(SUPPLIED TEXT Opens)
Greg McCleery – How Has COVID Changed Technology Usage in My Law Firm
I started as a solo practitioner back in 2011 practicing in mostly oil and gas law, but I wanted more experience in criminal and family law as I continued my career. In about 2017, we figured out some breakthroughs on the search engine optimization (SEO) side of technology, and that’s when things really got going – double of what my comfortable level might be. The firm started growing quickly and we hired more attorneys on our team to make sure that we would continue to deliver our top-quality services legal services.
My firm has been using in-house SEO since 2015. We are aware that 75% of our potential clients look online first to find an attorney these days. With that in mind, we have focused on leveraging online strategies to remain competitive. We started moving towards a cloud-based model to store and share files, and still have a traditional server as well. Over the past 12 months, our firm has adapted to the increased use and advancement of technology.
Through March, April, and May, we saw a bit of a slow-down. Fortunately, business has picked back up since June and July. We’re possibly looking at a larger increase in clients since all of this began, actually.
Since COVID, we have seen more cases related to custody issues. This has happened if one parent feels that the other isn’t safe because he or she has a potentially dangerous job or is living with a health-fragile relative. This has certainly become an issue in many blended family households, and we’ve received many more cases regarding these issues.
With the stay at home and social distancing orders, we have had to take some different measures to serve our clients. We have always used phone calls for many consultations and intakes, and most of our clients are happy conversing over the phone. That is the most accessible and easy option, and we can usually obtain all the information that we need through a quick phone call. If a client wants to have a more personal face-to-face meeting, then we also offer Zoom as an alternative option.
We mostly use Zoom and other similar platforms for court appearances. I have realized that there are many judges and magistrates who want to stop video conferencing and back to familiar proceedings, so it really depends on the court. I hope that courts will realize that this is ultimately a better way to serve our community and reduce the cost of legal services.
(SUPPLIED TEXT Closes)
(RECORD SET Opens)
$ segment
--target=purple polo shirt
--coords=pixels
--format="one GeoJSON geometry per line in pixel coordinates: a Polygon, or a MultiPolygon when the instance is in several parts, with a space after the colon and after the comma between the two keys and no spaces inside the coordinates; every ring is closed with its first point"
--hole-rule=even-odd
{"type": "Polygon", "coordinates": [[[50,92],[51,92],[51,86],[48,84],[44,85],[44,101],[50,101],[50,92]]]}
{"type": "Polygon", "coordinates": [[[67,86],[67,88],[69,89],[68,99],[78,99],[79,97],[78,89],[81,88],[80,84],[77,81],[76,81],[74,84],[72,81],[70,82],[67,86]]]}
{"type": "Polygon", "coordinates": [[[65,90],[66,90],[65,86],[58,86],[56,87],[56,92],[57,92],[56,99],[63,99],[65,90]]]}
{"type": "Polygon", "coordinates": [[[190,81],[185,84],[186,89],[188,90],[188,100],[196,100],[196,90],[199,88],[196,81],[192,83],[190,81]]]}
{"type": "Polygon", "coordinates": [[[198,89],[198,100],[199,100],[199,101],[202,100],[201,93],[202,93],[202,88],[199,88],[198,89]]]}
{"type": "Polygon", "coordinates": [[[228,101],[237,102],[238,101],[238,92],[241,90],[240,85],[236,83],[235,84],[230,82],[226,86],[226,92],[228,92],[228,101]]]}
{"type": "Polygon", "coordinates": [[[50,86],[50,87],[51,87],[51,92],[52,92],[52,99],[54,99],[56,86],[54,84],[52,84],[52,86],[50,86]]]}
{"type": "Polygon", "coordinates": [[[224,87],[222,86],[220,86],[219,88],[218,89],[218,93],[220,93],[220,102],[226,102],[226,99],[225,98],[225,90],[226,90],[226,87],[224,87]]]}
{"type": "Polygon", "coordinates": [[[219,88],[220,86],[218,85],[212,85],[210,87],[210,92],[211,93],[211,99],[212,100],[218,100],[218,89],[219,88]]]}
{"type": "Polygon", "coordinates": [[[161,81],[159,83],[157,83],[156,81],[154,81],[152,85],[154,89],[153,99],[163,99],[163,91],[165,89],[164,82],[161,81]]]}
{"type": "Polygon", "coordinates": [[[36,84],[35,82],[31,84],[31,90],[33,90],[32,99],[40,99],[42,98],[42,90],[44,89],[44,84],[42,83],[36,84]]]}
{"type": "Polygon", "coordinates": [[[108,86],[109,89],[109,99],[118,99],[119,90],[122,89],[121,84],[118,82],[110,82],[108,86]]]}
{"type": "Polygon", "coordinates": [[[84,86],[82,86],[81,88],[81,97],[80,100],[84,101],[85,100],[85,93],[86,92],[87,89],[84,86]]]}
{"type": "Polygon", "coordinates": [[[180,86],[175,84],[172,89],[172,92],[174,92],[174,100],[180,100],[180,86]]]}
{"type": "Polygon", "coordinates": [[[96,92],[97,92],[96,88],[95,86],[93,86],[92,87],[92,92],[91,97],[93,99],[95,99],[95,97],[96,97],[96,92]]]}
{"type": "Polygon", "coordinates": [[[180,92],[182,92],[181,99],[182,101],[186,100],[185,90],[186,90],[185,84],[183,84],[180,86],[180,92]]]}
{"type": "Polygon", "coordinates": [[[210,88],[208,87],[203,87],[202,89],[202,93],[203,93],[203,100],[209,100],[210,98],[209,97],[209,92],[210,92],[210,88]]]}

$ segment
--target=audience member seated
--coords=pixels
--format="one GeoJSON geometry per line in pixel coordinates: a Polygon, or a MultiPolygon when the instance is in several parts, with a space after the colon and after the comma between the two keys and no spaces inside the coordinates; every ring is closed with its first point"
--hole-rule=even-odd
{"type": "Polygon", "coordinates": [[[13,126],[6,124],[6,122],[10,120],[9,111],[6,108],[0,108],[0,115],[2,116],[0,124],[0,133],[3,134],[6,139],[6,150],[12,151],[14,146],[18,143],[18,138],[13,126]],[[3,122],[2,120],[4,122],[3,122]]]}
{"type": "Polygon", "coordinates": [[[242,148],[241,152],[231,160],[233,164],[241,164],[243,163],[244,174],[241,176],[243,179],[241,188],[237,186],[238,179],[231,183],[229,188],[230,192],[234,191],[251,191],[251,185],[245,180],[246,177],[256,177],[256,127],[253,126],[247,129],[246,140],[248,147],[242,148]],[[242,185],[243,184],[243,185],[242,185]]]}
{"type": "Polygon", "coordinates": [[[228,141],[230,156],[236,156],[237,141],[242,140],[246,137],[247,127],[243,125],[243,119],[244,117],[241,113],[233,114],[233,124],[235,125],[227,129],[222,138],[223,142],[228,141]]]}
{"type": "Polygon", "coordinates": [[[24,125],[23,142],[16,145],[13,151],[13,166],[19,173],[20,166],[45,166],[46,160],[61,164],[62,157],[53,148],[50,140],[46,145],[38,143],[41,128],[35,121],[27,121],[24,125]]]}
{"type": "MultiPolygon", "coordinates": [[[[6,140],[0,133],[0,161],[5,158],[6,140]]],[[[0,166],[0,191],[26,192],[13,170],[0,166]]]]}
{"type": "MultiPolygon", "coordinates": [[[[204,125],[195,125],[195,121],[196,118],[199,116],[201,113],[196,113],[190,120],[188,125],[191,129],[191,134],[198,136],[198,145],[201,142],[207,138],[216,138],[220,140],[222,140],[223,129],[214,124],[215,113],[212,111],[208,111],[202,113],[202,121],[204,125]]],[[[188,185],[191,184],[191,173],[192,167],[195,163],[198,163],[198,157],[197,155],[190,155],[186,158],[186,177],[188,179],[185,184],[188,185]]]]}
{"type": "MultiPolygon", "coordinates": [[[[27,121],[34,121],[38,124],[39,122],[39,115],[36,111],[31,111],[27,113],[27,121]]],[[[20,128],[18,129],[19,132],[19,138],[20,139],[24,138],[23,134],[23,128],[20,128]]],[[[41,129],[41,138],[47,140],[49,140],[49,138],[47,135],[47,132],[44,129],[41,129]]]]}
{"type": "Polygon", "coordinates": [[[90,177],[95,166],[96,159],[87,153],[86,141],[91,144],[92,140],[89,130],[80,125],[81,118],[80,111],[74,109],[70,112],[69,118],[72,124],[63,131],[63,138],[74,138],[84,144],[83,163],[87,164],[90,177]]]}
(RECORD SET Closes)
(RECORD SET Opens)
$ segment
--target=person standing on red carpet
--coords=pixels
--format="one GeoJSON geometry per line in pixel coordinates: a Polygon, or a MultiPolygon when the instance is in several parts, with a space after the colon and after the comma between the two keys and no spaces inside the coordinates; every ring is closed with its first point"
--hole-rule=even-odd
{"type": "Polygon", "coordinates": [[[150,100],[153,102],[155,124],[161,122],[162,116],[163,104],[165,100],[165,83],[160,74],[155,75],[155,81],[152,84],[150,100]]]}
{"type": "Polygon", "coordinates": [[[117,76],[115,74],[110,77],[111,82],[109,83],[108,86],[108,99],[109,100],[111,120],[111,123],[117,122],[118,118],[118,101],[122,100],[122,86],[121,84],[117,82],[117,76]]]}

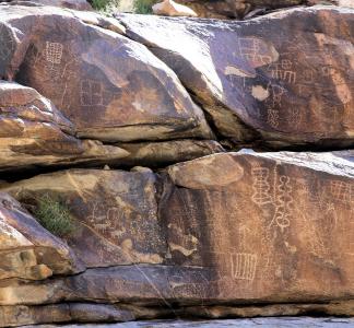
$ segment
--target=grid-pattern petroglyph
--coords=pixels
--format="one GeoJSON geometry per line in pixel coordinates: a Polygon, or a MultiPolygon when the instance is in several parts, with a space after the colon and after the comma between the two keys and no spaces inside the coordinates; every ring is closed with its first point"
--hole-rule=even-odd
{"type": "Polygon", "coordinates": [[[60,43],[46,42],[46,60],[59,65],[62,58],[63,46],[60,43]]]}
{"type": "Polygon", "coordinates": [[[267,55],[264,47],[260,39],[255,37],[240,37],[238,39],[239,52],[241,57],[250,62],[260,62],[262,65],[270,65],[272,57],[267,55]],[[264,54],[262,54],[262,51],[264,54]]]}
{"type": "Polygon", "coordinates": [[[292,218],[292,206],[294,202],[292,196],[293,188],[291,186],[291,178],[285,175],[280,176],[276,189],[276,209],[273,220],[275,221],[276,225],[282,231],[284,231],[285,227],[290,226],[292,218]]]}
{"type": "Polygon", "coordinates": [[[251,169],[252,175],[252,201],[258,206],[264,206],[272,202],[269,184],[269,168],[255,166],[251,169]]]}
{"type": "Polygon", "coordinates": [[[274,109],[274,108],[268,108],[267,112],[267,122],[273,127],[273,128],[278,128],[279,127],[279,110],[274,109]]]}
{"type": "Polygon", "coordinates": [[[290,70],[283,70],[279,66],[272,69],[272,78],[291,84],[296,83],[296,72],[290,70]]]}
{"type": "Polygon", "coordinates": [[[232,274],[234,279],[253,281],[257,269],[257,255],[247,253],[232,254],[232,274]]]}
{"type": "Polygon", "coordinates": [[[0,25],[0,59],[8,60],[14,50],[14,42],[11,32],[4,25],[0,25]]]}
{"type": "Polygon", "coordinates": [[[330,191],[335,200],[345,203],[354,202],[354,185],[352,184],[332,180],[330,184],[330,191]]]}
(RECORD SET Closes)
_COMPLETE THE FOLLOWING:_
1. List every month named in the law firm piece, in the order they appear.
2. Print the section of the law firm piece that begins with the words containing "Since COVID, we" and ends with "regarding these issues.".

_ANSWERS BY TASK:_
1. March, April, May, June, July

2.
Since COVID, we have seen more cases related to custody issues. This has happened if one parent feels that the other isn’t safe because he or she has a potentially dangerous job or is living with a health-fragile relative. This has certainly become an issue in many blended family households, and we’ve received many more cases regarding these issues.